### Document text:
===============

A Transaction constituting a Change in Control shall only be deemed to have
occurred upon the closing of the Transaction.
 
         (e)  (i)  If (A) the Employers terminate the Executive's employment
hereunder for any reason other than for Cause and such termination occurs as of
a date that is within 270 days preceding or within 180 days after the
consummation of a Change in Control (such 270-day period and such 180-day period
being hereinafter collectively referred to as a "Change in Control Period"), (B)
this Agreement is terminated as a result of the death or Permanent Disability of
the Executive effective as of a date within a Change of Control Period, (C) the
Executive terminates his employment hereunder for Good Reason effective as of a
date within a Change in Control Period or (D) the Executive terminates his
employment hereunder within 180 days after the consummation of a Change in
Control, the Employers shall pay to the Executive or his estate promptly after
the event giving rise to such payment occurs an amount equal to the sum of (x)

===============

Natural-language object grounding data:

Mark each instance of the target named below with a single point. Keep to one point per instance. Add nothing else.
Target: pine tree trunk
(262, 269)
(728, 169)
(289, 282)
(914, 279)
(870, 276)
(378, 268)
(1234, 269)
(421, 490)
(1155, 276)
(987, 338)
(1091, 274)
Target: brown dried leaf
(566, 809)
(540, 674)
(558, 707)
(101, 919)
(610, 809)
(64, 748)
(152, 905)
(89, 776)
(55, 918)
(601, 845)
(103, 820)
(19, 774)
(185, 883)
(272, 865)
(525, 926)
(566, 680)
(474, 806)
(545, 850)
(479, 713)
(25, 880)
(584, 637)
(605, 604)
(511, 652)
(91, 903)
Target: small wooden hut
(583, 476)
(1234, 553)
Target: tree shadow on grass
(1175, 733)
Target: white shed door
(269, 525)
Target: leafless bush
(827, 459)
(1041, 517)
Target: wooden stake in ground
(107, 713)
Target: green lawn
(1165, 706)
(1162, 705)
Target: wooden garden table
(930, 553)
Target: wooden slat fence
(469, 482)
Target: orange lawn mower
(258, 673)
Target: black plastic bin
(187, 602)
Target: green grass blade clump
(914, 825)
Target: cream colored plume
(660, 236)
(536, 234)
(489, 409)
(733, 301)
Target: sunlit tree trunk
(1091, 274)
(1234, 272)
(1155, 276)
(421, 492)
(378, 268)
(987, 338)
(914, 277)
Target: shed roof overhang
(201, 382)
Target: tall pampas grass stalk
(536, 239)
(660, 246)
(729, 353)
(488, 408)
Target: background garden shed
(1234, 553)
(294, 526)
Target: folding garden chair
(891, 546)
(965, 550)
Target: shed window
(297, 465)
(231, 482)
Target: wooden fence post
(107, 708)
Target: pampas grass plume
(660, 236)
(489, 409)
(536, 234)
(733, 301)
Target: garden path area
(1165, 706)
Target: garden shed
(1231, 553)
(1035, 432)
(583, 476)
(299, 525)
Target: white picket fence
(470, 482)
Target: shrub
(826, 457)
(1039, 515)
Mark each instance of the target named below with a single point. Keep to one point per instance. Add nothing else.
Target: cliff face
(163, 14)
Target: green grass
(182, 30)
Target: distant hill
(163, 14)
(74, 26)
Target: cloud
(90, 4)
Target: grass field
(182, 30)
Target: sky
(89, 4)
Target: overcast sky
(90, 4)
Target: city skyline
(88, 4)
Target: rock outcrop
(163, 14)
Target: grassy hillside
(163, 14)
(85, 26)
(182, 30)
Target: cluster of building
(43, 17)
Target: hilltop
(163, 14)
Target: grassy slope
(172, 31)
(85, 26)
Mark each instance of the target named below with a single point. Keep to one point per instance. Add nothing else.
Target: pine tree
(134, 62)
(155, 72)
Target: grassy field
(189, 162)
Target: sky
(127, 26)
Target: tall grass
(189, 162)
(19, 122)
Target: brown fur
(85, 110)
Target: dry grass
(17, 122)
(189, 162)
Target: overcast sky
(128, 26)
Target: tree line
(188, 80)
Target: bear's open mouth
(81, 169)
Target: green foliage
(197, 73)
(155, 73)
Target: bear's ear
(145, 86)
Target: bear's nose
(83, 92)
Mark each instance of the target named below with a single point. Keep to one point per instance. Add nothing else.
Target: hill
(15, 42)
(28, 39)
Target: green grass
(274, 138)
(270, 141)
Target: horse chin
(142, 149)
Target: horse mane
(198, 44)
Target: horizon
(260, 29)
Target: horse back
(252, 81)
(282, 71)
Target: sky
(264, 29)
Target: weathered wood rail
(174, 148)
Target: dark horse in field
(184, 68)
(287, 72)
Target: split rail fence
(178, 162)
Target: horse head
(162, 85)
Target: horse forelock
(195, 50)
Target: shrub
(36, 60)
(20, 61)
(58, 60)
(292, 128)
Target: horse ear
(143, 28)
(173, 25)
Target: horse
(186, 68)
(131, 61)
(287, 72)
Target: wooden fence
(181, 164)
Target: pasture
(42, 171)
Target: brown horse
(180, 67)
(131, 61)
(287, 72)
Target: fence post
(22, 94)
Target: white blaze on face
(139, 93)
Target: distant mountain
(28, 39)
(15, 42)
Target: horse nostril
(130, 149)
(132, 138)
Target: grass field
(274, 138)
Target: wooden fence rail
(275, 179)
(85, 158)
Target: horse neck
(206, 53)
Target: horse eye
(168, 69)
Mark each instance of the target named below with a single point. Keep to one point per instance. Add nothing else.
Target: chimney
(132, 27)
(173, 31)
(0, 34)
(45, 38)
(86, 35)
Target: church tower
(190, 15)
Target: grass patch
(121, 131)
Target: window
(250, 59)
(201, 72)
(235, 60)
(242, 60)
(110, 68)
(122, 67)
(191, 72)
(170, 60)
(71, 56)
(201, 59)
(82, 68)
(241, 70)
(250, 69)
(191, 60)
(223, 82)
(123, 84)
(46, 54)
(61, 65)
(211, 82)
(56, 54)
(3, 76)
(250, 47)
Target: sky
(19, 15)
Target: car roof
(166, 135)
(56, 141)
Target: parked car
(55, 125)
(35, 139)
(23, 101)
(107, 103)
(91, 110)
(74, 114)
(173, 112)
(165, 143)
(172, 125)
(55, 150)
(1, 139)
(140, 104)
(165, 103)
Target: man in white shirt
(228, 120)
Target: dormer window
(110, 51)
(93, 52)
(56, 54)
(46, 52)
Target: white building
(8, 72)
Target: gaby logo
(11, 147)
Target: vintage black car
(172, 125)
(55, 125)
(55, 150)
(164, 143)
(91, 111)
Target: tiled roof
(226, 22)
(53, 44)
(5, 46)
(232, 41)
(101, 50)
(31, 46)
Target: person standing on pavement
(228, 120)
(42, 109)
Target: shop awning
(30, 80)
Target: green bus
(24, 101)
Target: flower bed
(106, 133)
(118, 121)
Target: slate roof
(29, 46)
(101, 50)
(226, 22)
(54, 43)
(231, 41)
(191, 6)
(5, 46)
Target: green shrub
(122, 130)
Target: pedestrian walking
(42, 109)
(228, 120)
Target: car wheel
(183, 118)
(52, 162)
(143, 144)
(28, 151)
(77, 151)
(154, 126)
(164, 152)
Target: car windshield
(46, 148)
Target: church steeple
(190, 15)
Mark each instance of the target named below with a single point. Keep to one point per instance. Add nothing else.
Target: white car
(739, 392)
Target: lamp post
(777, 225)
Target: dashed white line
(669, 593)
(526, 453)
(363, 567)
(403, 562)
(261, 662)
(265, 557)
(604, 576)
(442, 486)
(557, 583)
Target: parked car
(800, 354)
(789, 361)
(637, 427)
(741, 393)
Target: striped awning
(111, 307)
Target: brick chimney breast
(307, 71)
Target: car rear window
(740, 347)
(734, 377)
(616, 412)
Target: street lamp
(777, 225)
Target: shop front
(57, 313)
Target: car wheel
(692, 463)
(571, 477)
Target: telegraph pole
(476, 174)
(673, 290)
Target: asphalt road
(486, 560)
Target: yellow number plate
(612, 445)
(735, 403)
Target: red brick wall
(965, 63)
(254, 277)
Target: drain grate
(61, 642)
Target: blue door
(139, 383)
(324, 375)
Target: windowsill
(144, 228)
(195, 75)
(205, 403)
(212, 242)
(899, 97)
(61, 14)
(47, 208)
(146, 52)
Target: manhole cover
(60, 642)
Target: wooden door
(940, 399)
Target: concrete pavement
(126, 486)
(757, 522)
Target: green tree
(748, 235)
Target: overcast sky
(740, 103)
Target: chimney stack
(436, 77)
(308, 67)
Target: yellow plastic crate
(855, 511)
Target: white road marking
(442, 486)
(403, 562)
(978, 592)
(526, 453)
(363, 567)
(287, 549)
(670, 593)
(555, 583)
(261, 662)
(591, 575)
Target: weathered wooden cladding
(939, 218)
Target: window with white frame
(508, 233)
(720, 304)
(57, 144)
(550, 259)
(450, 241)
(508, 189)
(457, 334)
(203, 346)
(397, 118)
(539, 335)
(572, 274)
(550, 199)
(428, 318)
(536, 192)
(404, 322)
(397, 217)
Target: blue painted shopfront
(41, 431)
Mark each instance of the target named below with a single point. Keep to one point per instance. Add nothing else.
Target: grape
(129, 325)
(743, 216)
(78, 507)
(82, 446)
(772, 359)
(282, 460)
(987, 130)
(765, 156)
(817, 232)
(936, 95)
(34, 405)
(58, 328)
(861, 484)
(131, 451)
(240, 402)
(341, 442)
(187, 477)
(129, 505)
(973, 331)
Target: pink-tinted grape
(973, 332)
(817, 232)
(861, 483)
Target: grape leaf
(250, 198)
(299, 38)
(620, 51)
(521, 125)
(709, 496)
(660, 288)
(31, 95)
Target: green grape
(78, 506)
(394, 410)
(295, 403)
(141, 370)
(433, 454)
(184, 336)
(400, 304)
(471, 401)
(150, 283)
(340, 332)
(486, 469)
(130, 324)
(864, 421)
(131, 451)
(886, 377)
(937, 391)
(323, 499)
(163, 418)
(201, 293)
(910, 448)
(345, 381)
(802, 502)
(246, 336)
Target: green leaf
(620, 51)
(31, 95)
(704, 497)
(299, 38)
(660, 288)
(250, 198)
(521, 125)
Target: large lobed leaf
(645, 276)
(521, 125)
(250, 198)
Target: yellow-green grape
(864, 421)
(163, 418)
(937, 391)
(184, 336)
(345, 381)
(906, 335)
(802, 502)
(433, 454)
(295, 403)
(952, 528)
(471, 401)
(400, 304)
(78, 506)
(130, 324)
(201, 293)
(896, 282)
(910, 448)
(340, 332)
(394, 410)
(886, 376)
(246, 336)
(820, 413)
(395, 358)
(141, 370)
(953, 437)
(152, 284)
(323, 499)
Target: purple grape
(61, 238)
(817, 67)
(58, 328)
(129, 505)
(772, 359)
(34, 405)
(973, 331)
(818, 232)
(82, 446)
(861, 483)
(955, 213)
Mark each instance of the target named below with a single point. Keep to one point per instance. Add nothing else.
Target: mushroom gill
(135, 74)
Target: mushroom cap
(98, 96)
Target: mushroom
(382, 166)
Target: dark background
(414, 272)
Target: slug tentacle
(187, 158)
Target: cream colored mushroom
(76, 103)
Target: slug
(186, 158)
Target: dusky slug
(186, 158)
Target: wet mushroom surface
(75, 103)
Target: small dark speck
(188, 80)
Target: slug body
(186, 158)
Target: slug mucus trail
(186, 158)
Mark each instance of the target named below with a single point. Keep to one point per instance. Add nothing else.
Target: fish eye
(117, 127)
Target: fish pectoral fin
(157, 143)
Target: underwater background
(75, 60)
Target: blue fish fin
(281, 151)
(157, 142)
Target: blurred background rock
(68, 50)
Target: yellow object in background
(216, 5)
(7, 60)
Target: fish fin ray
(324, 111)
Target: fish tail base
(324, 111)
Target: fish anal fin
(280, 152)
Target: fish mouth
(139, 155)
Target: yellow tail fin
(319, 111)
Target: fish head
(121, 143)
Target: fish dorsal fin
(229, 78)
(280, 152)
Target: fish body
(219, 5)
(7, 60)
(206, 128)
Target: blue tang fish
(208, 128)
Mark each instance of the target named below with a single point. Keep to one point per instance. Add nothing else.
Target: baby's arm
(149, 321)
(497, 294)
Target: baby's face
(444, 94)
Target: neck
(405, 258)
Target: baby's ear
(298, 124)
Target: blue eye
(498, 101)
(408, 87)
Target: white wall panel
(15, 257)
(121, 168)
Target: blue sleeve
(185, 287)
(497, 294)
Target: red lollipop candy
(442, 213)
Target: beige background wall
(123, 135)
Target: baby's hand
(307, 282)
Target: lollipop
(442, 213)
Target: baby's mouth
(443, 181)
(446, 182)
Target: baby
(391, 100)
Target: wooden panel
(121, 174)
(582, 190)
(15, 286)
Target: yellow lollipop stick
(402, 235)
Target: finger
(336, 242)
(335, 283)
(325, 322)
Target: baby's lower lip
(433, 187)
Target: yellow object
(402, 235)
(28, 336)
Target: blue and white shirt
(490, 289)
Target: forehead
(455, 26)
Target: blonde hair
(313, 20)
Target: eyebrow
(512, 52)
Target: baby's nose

===============

### Activity list:
1: Print the passage of the employment agreement excerpt from "this Agreement is" to "the sum of (x)".
2: Carry on the employment agreement excerpt from the point where it stops.
The entries have no role here.

### Results for each task:
1:
this Agreement is terminated as a result of the death or Permanent Disability of
the Executive effective as of a date within a Change of Control Period, (C) the
Executive terminates his employment hereunder for Good Reason effective as of a
date within a Change in Control Period or (D) the Executive terminates his
employment hereunder within 180 days after the consummation of a Change in
Control, the Employers shall pay to the Executive or his estate promptly after
the event giving rise to such payment occurs an amount equal to the sum of (x)

2:
(1) the Executive's Base Salary (as defined herein) accrued through the date the
termination of the Executive's employment hereunder is effective, (2) any Bonus
(as defined herein) required to be paid to the Executive pursuant to paragraph
3(b) hereof and (3) any amount in respect of excise taxes required to be paid to
the Executive pursuant to paragraph 1(f) hereof, with such payments, rights and
benefits described in clauses (x)(1), (x)(2) and (x)(3) hereof being
collectively referred to herein as the "Accrued Obligations," (y) an amount
equal to the aggregate premiums that would be payable by the Executive to
maintain in effect throughout the period (the "Subsequent Period") from the date
of the Executive's termination through the remainder of the Term had the
Executive remained employed (assuming no increase in insurance premium rates)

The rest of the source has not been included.